Exercise: Your output must consist solely of the lines from the one containing "If you could pin the catcher's helmet" through the end of the records, reproduced exactly.

Entries supplied:
########################################

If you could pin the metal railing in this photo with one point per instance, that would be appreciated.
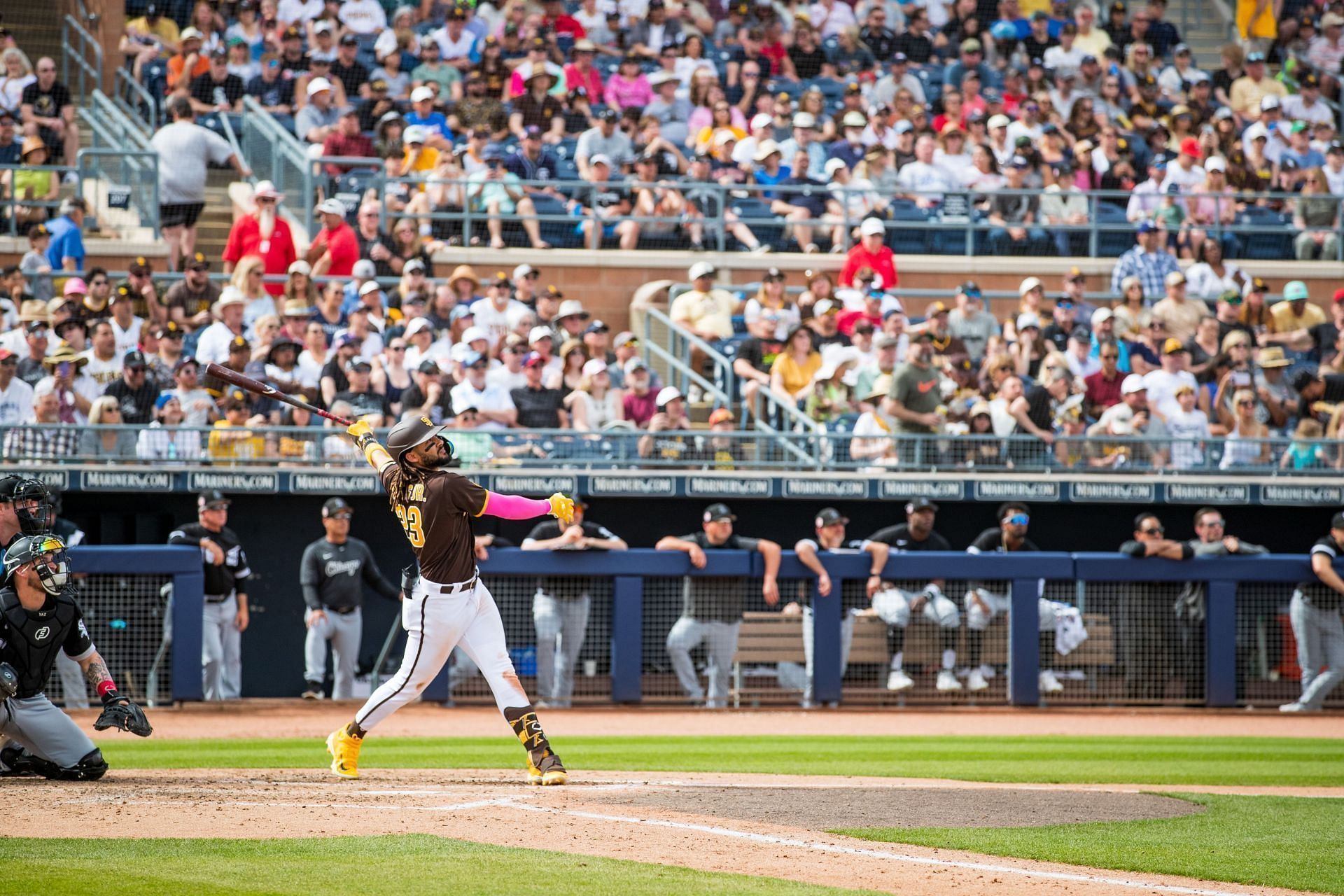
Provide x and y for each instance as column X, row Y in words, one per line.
column 622, row 447
column 11, row 202
column 276, row 155
column 81, row 50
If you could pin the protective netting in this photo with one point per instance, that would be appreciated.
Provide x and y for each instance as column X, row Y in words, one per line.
column 125, row 618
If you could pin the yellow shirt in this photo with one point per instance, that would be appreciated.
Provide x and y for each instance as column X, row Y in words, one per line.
column 166, row 30
column 229, row 449
column 1246, row 94
column 1256, row 26
column 1285, row 321
column 706, row 312
column 1093, row 43
column 796, row 377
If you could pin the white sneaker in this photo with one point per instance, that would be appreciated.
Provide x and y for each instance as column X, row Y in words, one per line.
column 1049, row 682
column 1296, row 707
column 898, row 680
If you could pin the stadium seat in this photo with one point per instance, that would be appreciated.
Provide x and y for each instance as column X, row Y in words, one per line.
column 1275, row 237
column 1119, row 235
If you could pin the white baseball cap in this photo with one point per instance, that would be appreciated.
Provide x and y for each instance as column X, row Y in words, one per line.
column 1133, row 383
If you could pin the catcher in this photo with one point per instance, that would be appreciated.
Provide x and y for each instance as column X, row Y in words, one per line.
column 38, row 617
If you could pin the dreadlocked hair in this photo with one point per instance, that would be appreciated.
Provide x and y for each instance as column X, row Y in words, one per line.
column 401, row 481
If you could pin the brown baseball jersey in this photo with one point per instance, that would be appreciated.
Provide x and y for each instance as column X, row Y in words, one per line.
column 437, row 520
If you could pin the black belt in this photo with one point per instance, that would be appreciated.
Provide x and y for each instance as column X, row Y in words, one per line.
column 460, row 586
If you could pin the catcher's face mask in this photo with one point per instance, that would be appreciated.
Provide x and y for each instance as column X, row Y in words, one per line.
column 49, row 559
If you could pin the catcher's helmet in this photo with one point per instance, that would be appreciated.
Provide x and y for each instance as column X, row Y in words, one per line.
column 50, row 554
column 34, row 519
column 413, row 431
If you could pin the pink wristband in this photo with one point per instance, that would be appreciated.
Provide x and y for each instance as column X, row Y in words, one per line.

########################################

Output for this task:
If you could pin the catcher's helmet in this photo with one point per instance, that would be appreciated.
Provide x and y for each instance as column X, row Y in words, one per line.
column 50, row 554
column 34, row 519
column 413, row 431
If you could pin the pink wristband in this photo with one point per instance, that would be appreciated.
Provide x and y for each instance as column X, row Y in words, one per line.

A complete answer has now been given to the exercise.